STATED TASK:
Select every line that contains the string "mountain", and copy each one. Treat uppercase and lowercase letters as different.

Location annotation dataset excerpts:
***
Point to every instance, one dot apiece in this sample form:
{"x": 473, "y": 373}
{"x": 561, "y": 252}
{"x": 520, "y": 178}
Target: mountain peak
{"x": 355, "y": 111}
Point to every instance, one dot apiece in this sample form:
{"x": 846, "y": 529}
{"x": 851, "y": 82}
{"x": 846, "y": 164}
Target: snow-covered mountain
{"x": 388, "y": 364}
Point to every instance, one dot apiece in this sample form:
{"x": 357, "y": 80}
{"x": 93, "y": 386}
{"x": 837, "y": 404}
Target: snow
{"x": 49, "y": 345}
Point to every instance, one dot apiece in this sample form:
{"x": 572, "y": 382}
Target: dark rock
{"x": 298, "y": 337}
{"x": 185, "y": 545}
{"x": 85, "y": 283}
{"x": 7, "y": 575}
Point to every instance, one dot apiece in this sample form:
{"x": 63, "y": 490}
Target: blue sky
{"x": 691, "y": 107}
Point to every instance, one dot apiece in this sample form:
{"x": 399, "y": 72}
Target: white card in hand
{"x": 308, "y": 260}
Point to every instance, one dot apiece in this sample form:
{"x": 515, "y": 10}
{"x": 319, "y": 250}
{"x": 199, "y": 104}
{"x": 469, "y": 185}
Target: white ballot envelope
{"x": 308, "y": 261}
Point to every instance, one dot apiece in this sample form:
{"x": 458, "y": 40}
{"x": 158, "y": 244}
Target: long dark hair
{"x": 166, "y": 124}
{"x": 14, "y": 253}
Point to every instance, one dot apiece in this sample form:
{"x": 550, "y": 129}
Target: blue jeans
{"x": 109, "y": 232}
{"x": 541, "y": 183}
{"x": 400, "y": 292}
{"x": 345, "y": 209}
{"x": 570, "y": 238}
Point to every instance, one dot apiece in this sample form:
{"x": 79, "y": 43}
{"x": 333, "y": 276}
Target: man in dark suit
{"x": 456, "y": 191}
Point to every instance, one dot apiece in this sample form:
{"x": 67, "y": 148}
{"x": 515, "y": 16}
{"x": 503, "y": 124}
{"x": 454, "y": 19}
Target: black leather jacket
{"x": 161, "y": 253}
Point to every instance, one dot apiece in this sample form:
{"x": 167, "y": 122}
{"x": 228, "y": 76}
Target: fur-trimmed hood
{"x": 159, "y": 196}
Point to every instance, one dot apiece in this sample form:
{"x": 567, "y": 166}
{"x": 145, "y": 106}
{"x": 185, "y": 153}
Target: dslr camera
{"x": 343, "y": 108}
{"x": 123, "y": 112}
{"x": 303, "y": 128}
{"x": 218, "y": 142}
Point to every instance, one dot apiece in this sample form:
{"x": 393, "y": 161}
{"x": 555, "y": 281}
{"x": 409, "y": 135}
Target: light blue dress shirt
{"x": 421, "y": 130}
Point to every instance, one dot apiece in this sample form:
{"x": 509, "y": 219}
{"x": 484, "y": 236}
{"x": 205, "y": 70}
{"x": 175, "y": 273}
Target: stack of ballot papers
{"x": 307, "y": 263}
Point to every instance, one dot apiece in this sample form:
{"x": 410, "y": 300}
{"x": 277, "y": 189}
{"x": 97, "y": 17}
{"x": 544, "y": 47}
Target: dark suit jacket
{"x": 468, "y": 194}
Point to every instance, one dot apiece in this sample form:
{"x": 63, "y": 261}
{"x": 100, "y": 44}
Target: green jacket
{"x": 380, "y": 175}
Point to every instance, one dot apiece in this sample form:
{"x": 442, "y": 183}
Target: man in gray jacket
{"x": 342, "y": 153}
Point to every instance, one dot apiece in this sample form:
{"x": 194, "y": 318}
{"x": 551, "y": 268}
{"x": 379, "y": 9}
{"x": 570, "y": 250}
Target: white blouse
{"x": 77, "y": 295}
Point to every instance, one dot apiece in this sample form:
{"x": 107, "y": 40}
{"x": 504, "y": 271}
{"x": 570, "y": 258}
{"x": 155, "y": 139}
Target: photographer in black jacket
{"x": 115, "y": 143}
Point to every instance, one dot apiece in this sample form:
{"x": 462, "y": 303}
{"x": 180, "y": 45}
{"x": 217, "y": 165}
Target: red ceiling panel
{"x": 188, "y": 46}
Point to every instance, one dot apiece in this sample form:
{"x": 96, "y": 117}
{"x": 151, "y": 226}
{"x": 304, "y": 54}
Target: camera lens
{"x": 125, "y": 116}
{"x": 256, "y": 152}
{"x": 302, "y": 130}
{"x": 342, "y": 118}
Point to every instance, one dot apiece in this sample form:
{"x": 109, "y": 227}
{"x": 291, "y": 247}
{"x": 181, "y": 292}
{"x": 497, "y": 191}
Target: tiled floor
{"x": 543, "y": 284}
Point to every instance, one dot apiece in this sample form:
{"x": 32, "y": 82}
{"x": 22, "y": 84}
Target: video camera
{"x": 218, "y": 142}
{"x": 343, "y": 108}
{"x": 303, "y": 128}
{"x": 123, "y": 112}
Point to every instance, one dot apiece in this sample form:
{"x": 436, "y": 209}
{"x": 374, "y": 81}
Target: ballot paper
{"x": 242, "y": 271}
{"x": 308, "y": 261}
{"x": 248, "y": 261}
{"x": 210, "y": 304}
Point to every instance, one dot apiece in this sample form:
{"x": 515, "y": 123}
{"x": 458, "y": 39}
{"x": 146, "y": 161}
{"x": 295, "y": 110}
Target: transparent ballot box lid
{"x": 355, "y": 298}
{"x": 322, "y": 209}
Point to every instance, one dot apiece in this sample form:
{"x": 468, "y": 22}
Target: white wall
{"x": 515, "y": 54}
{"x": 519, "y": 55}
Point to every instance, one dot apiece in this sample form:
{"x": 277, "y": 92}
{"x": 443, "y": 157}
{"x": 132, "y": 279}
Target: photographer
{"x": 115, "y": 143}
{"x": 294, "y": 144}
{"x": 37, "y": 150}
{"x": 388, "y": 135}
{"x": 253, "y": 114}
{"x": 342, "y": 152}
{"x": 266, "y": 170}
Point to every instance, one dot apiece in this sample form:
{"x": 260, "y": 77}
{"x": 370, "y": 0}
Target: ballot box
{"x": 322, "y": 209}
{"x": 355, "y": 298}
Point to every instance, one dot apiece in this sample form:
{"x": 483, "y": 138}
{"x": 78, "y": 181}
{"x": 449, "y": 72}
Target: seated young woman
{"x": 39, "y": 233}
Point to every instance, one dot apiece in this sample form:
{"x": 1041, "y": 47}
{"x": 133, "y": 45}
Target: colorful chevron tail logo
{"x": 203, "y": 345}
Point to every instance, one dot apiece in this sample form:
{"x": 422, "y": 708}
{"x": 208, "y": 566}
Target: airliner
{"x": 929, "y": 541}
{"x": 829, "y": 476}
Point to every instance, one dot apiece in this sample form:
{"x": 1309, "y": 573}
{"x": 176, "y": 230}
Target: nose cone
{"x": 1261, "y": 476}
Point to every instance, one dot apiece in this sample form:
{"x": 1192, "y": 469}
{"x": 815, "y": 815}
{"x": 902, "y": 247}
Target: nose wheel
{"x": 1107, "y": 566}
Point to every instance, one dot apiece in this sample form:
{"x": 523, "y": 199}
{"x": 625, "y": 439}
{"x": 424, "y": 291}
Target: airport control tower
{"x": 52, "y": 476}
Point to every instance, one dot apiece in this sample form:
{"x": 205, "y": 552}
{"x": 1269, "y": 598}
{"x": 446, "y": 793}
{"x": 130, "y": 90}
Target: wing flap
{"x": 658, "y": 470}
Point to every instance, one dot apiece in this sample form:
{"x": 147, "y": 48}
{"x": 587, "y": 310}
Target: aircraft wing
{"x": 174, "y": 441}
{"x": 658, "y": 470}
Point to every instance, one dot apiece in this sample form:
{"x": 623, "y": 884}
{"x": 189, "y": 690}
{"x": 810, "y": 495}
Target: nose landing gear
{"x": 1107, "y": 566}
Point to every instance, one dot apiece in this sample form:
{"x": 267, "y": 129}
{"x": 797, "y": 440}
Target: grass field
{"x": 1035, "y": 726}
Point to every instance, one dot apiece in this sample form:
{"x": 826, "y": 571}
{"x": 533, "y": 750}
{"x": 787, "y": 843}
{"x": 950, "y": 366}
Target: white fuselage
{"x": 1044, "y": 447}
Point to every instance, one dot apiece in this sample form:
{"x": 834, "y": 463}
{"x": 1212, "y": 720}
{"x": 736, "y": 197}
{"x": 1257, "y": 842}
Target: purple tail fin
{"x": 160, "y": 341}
***
CORRECT RESULT:
Target: mountain peak
Target: snow-covered mountain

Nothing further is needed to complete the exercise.